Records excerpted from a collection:
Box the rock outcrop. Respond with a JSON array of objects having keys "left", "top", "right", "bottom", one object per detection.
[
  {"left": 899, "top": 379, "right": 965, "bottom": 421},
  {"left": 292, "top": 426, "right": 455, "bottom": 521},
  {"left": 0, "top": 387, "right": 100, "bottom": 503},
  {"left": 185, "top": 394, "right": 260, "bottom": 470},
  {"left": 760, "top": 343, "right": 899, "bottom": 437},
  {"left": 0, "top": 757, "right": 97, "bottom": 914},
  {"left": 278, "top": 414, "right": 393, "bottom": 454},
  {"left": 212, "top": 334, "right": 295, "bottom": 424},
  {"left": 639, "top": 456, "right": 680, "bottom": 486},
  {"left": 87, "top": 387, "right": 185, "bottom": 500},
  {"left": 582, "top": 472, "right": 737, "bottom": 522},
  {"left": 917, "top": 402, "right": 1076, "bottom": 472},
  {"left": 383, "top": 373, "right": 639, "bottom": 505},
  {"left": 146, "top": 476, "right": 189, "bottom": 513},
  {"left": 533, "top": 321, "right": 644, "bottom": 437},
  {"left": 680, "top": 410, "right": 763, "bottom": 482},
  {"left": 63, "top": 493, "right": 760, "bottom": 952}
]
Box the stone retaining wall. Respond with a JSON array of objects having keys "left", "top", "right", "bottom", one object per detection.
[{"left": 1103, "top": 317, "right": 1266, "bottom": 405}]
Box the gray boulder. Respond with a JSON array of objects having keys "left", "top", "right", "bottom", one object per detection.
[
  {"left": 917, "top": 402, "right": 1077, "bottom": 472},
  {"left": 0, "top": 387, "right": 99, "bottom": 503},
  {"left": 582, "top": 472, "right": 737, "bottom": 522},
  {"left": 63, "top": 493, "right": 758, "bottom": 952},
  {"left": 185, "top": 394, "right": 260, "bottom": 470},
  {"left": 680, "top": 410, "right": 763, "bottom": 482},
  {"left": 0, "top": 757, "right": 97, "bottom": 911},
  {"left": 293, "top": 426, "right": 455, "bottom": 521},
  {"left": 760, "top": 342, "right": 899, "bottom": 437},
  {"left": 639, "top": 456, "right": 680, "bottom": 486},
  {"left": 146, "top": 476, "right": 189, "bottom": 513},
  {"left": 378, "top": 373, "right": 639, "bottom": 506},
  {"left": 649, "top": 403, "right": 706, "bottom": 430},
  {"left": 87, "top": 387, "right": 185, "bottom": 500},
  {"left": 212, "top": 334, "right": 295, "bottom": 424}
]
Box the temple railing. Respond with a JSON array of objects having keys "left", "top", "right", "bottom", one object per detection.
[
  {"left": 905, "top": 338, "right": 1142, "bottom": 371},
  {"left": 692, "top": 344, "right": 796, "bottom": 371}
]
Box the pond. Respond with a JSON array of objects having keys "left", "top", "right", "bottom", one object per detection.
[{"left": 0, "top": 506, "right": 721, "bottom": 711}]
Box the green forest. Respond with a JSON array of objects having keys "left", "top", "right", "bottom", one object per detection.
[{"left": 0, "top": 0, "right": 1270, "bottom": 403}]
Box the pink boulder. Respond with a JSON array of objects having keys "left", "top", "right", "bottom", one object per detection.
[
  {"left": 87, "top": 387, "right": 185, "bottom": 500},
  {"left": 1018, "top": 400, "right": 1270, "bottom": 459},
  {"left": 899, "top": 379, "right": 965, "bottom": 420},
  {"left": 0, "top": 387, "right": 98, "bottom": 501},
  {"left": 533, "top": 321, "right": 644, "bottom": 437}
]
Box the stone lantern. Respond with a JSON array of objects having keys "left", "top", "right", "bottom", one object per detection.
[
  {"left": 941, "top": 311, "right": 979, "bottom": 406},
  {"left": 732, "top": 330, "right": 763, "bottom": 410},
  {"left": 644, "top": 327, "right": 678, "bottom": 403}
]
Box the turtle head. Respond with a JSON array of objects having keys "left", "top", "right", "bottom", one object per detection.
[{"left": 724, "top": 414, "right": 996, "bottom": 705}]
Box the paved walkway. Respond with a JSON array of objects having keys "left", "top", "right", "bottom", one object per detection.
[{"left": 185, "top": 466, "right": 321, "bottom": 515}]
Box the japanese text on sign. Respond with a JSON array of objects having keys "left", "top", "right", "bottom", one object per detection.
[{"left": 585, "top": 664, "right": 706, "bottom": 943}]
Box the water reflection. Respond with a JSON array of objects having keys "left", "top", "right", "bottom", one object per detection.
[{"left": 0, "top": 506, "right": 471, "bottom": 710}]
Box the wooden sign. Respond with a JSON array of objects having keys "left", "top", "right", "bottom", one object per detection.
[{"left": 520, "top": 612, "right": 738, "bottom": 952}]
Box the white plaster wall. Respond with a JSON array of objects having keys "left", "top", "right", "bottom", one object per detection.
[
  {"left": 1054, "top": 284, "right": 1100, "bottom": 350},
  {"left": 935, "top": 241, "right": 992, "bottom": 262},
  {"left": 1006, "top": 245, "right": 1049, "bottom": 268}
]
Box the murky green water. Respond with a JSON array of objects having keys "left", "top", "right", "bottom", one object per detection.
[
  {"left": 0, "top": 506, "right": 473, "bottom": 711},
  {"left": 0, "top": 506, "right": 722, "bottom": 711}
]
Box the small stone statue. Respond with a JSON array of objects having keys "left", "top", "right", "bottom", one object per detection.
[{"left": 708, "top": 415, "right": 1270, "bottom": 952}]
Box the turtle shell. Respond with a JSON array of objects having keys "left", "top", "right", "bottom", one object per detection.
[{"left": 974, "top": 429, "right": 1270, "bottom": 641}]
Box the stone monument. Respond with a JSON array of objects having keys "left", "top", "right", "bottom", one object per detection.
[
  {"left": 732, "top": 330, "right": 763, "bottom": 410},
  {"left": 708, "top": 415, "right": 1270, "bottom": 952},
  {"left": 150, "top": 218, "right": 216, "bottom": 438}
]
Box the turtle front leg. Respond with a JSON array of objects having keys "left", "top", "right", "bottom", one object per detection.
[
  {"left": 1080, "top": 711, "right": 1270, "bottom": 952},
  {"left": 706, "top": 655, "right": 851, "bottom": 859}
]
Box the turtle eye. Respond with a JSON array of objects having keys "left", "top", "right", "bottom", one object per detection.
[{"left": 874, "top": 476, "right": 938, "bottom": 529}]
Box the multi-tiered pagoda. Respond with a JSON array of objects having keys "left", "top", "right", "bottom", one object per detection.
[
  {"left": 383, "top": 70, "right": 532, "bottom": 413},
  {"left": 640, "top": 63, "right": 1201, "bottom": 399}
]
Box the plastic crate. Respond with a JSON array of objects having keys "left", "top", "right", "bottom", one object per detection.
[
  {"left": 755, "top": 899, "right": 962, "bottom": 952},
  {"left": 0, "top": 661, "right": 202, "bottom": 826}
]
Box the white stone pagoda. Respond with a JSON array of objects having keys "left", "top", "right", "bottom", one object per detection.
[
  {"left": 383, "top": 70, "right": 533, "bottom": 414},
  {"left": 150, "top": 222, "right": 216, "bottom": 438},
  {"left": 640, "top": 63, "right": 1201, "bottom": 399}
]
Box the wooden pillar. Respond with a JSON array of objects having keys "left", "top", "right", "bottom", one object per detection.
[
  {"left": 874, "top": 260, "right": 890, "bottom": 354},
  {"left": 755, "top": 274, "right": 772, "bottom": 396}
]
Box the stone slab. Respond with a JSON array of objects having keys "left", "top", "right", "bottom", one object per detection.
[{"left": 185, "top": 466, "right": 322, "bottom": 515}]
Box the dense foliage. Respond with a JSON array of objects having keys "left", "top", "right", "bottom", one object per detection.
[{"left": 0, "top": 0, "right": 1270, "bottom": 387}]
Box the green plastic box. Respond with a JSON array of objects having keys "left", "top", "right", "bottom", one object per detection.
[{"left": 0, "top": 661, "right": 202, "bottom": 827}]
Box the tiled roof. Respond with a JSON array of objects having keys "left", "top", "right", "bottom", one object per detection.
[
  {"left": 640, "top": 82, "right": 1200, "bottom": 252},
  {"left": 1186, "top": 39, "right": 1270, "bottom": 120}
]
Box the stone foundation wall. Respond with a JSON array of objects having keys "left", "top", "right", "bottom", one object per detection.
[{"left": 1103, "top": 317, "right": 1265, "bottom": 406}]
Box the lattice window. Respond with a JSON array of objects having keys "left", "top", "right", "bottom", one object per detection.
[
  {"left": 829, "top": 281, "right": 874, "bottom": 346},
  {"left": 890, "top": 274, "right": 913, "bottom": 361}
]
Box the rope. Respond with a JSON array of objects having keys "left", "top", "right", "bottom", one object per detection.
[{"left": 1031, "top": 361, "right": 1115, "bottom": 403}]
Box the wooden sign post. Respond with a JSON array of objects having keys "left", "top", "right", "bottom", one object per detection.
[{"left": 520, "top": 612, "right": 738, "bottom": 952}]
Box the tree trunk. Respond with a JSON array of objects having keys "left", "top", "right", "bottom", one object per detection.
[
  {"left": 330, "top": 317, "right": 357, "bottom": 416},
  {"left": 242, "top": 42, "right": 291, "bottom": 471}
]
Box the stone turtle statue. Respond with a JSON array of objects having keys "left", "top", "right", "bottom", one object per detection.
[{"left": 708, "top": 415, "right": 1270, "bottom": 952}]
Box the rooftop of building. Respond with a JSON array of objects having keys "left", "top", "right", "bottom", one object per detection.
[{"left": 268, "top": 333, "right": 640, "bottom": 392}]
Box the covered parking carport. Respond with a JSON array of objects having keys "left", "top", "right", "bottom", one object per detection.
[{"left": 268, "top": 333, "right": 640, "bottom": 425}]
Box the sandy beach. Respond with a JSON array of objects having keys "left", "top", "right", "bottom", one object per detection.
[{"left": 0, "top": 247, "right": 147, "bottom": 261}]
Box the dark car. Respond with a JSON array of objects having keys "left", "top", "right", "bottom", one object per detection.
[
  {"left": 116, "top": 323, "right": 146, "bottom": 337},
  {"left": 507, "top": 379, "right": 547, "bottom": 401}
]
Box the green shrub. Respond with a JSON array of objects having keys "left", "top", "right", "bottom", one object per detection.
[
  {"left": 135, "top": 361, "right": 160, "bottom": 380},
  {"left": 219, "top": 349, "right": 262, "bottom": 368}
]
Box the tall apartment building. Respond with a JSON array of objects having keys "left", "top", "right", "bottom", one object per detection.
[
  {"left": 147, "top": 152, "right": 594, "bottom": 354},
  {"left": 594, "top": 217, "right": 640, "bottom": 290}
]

YOUR OBJECTIVE:
Repeat only the lines from the one holding "Box the wooden sign post." through the last line of the data.

SOLUTION BELOW:
Box the wooden sign post. Respond with a JSON array of objects having keys "left", "top", "right", "bottom", one object per detection.
[{"left": 520, "top": 612, "right": 738, "bottom": 952}]
Box the tree trunk. Respond with a JSON array of objects having keys "left", "top", "right", "bottom", one object per detection.
[
  {"left": 330, "top": 317, "right": 357, "bottom": 416},
  {"left": 242, "top": 42, "right": 291, "bottom": 471}
]
Box the stone turtle statue. Respond with a JSON array of objects having keys "left", "top", "right", "bottom", one object per detection.
[{"left": 708, "top": 415, "right": 1270, "bottom": 952}]
Box the rooftop of building. Respond with a JSON array of objects having keys "left", "top", "right", "bottom", one object per detection.
[{"left": 268, "top": 333, "right": 640, "bottom": 392}]
Box the covered parking carport. Respond with a JSON array of objects having keys "left", "top", "right", "bottom", one object per detection.
[{"left": 268, "top": 333, "right": 640, "bottom": 425}]
Box the sandy beach. Respond with a JSON array of objects having keys "left", "top", "right", "bottom", one object per detection.
[{"left": 0, "top": 247, "right": 147, "bottom": 261}]
Box the dark car. Respond with a JSON array of objects having keys "left", "top", "right", "bottom", one object per detection.
[
  {"left": 116, "top": 323, "right": 146, "bottom": 337},
  {"left": 507, "top": 379, "right": 547, "bottom": 401}
]
Box the green shrub. Respond with a JSON array of objects having keys "left", "top", "right", "bottom", one object per detection.
[
  {"left": 135, "top": 361, "right": 160, "bottom": 380},
  {"left": 219, "top": 349, "right": 262, "bottom": 368}
]
Box the tall apartment building. Respond with a JSON array of objects having keys "left", "top", "right", "bottom", one object per detection.
[
  {"left": 147, "top": 152, "right": 594, "bottom": 354},
  {"left": 594, "top": 217, "right": 640, "bottom": 290}
]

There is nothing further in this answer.